>> start Selected text

IPE@WU Theses: Imani Sophia Faber
Why do U.S. administrations take such different approaches to Diversity, Equity, and Inclusion (DEI) policies?
In recent years, Diversity, Equity, and Inclusion (DEI) policies have become one of the most debated topics in U.S. politics. While some administrations have expanded funding and support for these programs, others have moved quickly to dismantle them. This contrast became especially striking when President Biden increased federal DEI funding, while former President Trump eliminated it. Given that entrepreneurship, especially small business support, has historically enjoyed bipartisan backing in the United States, this sharp shift raised an important question for me. For my master’s thesis, I therefore wanted to understand why U.S. administrations take such different approaches to DEI policies in the context of Women-Owned Small Businesses (WOSBs).
From this puzzle, I developed a central research question: why do U.S. administrations implement or dismantle DEI policy for women-owned small businesses? My interest in this topic was sparked by news coverage of DEI funding cuts, but it became more focused when I examined federal funding statistics and noticed how women entrepreneurs were positioned within these programs. Compared to other possible angles, this focus felt both underexplored and politically revealing.

>> end Selected text

▶ **Problems**
1) Write out the DEI thesis summary above word for word, from "In recent years, Diversity, Equity, and" up to and including "Small Businesses (WOSBs).".
2) Translate this sentence from the DEI thesis summary into Spanish: "Compared to other possible angles, this focus felt both underexplored and politically revealing."
3) Extend the DEI thesis summary above, picking up right after its final sentence.

>> start Extracted records

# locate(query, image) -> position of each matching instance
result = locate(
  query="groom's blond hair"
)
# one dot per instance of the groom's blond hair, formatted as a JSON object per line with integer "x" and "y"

>> end Extracted records

▶ **The responses**
1)
In recent years, Diversity, Equity, and Inclusion (DEI) policies have become one of the most debated topics in U.S. politics. While some administrations have expanded funding and support for these programs, others have moved quickly to dismantle them. This contrast became especially striking when President Biden increased federal DEI funding, while former President Trump eliminated it. Given that entrepreneurship, especially small business support, has historically enjoyed bipartisan backing in the United States, this sharp shift raised an important question for me. For my master’s thesis, I therefore wanted to understand why U.S. administrations take such different approaches to DEI policies in the context of Women-Owned Small Businesses (WOSBs).

2) En comparación con otros ángulos posibles, este enfoque me pareció a la vez poco explorado y políticamente revelador.

3)
To explain these policy differences, I analysed the most recent Executive Orders on DEI Policy, policy reports about women entrepreneurship, and interviews I conducted with a business owner and a head of a Black chamber of commerce. From this analysis, I concluded three possible explanations for DEI policy shifts from the women entrepreneurship perspective. The first hypothesis focused on beliefs about meritocracy, whether administrations see the U.S. economic system as fundamentally fair or structurally unequal. The second considers how different governments value women’s labor, particularly whether they prioritize unpaid or domestic work over women’s participation in the formal economy. The third looked at whether administrations seek to maintain existing racial and gender hierarchies or instead aim to dismantle them.
Using qualitative data and a grounded theory approach, I analyzed how these explanations played out across administrations. One of the biggest challenges I faced was methodological: grounded theory typically produces one central theory, not several competing ones. To address this, I developed a set of evaluation criteria that combined grounded theory principles with a critical realist approach to causation. This allowed me to assess each hypothesis systematically.
Ultimately, the most convincing explanation was the meritocracy hypothesis. It offered the strongest and most flexible framework, as it could account for both economic reasoning and social attitudes found in the data. Importantly, it also has the potential to be reapplied and tested in future research, beyond this specific case.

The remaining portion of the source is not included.